Compito 1: Riporta fedelmente il passo del brano su Celati che va da "Celati non sale" a "che non conosce.".
Compito 2:
Rispondi a queste domande basandoti sul brano su Celati.
(a) In quale paese si trova il protagonista mentre gioca a flipper?
(b) In quale paesaggio ambientale Celati ricerca i relitti della realtà?
(c) Su che cosa venivano presi gli appunti durante il viaggio?

Estratto del documento:
....
Questo sentimento di un mutamento che stravolge il volto della Pianura Padana non si esime da un resoconto particolareggiato di ciò che sembra destinato a svanire. Con occhio zelante, quando anche disattento, penetrante ma da lontano, Celati spiega la natura di quelle zone e chi le abita. Grossi stabilimenti industriali, un benzinaio grasso in ciabatte che si volta dall’altra parte mentre riempie serbatoi di benzina.
I luoghi descritti si trovano spesso nel punto di tensione fra un’offerta sentimentale del loro paesaggio naturale e lo squallore di elementi inquinanti che li hanno turbati. È l’inquinamento dei rifiuti delle industrie. Ma è anche una mutazione antropologica: i negozi dalle luccicanti vetrine delle grandi città sono riprodotti uguali nei cuori mutati dei piccoli borghi. Lo scrittore prende nota, cammina oltre, per “raggiungere una foce dove tutte le apparizioni si eclissano ridiventando detriti”.
Celati ricompone un’immagine cara al Novecento letterario: i detriti. Ma ricerca i relitti della realtà da un luogo metaforico ad un paesaggio ambientale: le foci del Po.
Questo diario è anche, se mi si passa l’espressione, un pamphlet di sapore profetico sulla fine del mondo. Si veda la quarta sezione (Verso la foce): quando il protagonista si trova a Scardovari, un paese nei pressi del Po di Gnocca, sta giocando ad un flipper in un bar semivuoto. Il gioco del flipper si basa sulla missione di due astronauti, Voltan e Vanda. Nel flipper, i due astronauti si devono allontanare dall’Empire State Building e dalla Statua della Libertà di New York per arrivare all’astronave che li salverà. Da che cosa? Dalla fine del mondo.
Celati non sale sull’astronave, né vuole farlo. Forse non può, e la navicella potrà prelevare le persone di una generazione successiva alla sua. Celati, col suo libro, si è fermato a fissare i resti del mondo, prima di una fine che non conosce.

Lo stile è quello di un libro fatto sorgere sulle frasi spezzate dagli appunti presi su un taccuino durante il viaggio. Talvolta, scritti mentre camminava, per cogliere l’essenza normale, diretta delle cose che vedeva. Oppure, lo scrittore è abile a fare risalire lungo questo filo, quello di una composizione immediata. Celati fa una prosa descrittiva, dura e senza sbavature, ma nutrita di lontananze e riflessioni su sé stessa. È asciutta, anche quando è tenuemente paesaggistica; quando è apocalittica, assegna alle parole un peso specifico.
....
Set di dati:
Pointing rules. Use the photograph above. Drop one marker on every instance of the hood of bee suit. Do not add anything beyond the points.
....
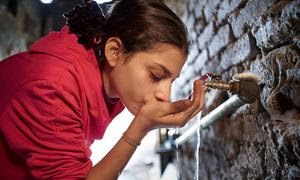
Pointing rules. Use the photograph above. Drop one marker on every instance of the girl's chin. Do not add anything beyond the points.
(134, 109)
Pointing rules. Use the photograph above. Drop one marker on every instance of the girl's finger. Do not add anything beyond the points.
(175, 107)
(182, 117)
....
Risposta scritta 1:
Celati non sale sull’astronave, né vuole farlo. Forse non può, e la navicella potrà prelevare le persone di una generazione successiva alla sua. Celati, col suo libro, si è fermato a fissare i resti del mondo, prima di una fine che non conosce.

Risposta scritta 2:
(a) A Scardovari.
(b) Le foci del Po.
(c) Su un taccuino.